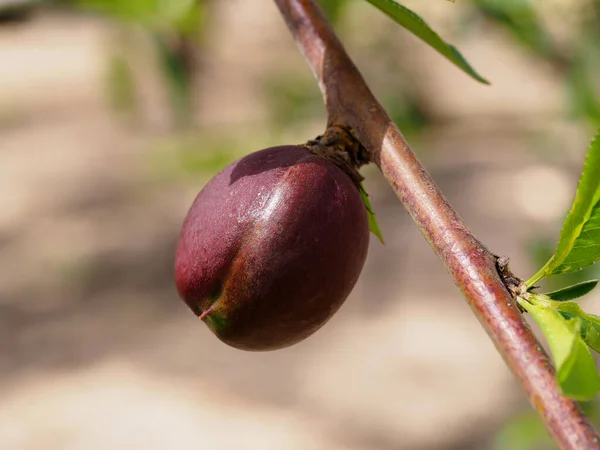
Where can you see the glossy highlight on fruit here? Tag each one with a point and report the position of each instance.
(271, 248)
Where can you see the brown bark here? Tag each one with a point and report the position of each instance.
(350, 103)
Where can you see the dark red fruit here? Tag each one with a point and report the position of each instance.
(271, 248)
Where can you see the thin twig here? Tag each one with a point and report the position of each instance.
(350, 103)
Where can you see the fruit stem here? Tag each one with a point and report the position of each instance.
(350, 103)
(205, 313)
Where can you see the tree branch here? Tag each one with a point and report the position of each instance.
(349, 102)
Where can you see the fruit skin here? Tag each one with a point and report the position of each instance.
(273, 245)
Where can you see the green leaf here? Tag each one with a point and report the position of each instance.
(575, 367)
(592, 336)
(373, 225)
(149, 12)
(572, 292)
(590, 323)
(417, 26)
(579, 242)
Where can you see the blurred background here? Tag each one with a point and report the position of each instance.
(114, 114)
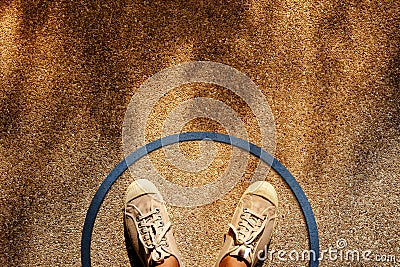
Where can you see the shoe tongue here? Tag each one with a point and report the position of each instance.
(243, 252)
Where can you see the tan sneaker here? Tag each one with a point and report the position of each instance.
(148, 225)
(252, 224)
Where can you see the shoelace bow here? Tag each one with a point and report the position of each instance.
(249, 228)
(152, 232)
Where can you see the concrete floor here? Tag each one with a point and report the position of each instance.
(328, 69)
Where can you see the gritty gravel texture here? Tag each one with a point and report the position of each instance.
(68, 69)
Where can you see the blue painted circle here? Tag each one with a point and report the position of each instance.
(196, 136)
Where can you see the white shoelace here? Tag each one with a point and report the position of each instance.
(152, 232)
(250, 226)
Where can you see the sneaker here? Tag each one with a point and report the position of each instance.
(252, 224)
(148, 225)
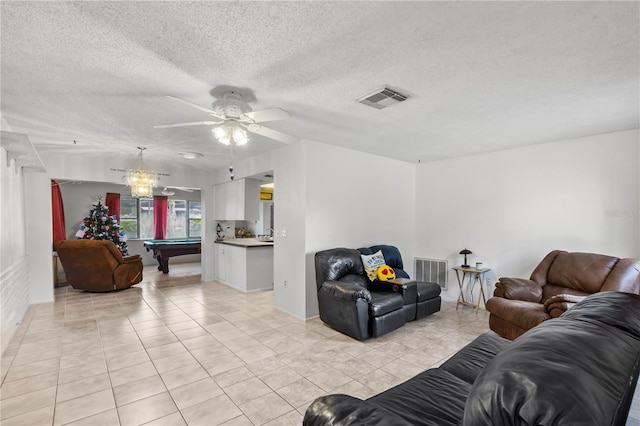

§ Your objective: Render every line of the items above as a JSON list of strings, one string per line, with blank lines skipped. Leave the pictures out.

§ Response below:
[
  "Where can you see the glossy highlight on fruit here? Tag each one with a point and report the position of each instance.",
  "(271, 248)",
  "Where can you see the brown bark here? Tag each one with a point and report the position of each instance.",
  "(350, 103)",
  "Where can you see the dark red fruit here? Tag each one with a point and report the position of each instance.",
  "(271, 248)",
  "Where can you see the thin twig here? Tag each one with a point and report the position of each instance.",
  "(350, 103)",
  "Where can you see the fruit stem here? Tag each one with a point and report the position of each instance.",
  "(350, 103)",
  "(205, 313)",
  "Where can you see the tree branch here? Tag each one with a point and report the position of each instance.",
  "(349, 102)",
  "Where can you see the fruit skin here? Tag each one with a point and report the position of each instance.",
  "(273, 245)",
  "Where can you see the green leaf here? Tag each one with a point and report the position of each instance.",
  "(575, 367)",
  "(592, 336)",
  "(373, 225)",
  "(149, 12)",
  "(572, 292)",
  "(590, 323)",
  "(417, 26)",
  "(579, 242)",
  "Where can you see the blurred background here? Tag each one with a point and report the position of each instance.",
  "(114, 114)",
  "Where can you see the shoe tongue here? Tag each one with a point and report the position of each instance.",
  "(243, 252)",
  "Where can you see the tan sneaker here? Tag each one with a point and report the position of each instance.",
  "(148, 225)",
  "(252, 224)",
  "Where can you see the shoelace bow here? Tag each one with a point and report the position of each instance.",
  "(249, 228)",
  "(152, 232)",
  "Where can you see the concrete floor here? Tag each one with a point and report the position of each instance.",
  "(328, 69)",
  "Where can you see the gritty gravel texture here? Tag each one with a point and report the position of each instance.",
  "(68, 69)",
  "Where can you see the blue painted circle here? Tag each one with a point and report the position of each instance.",
  "(196, 136)",
  "Where can you see the white shoelace here? Tag each one with a point and report the position of each instance.",
  "(152, 232)",
  "(250, 226)",
  "Where can you see the sneaker here? Tag each one with a point and report the position of each instance.",
  "(252, 224)",
  "(148, 225)"
]